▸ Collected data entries
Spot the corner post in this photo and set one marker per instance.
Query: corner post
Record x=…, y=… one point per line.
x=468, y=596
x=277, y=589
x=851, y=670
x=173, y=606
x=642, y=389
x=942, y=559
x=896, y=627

▸ Exercise requirements
Copy the entries above exactly. Miss none of them.

▸ Finished exercise
Spot the corner post in this photo and set one marker per instance.
Query: corner post
Record x=…, y=… one point per line.
x=468, y=596
x=277, y=589
x=851, y=670
x=173, y=606
x=642, y=389
x=942, y=559
x=896, y=627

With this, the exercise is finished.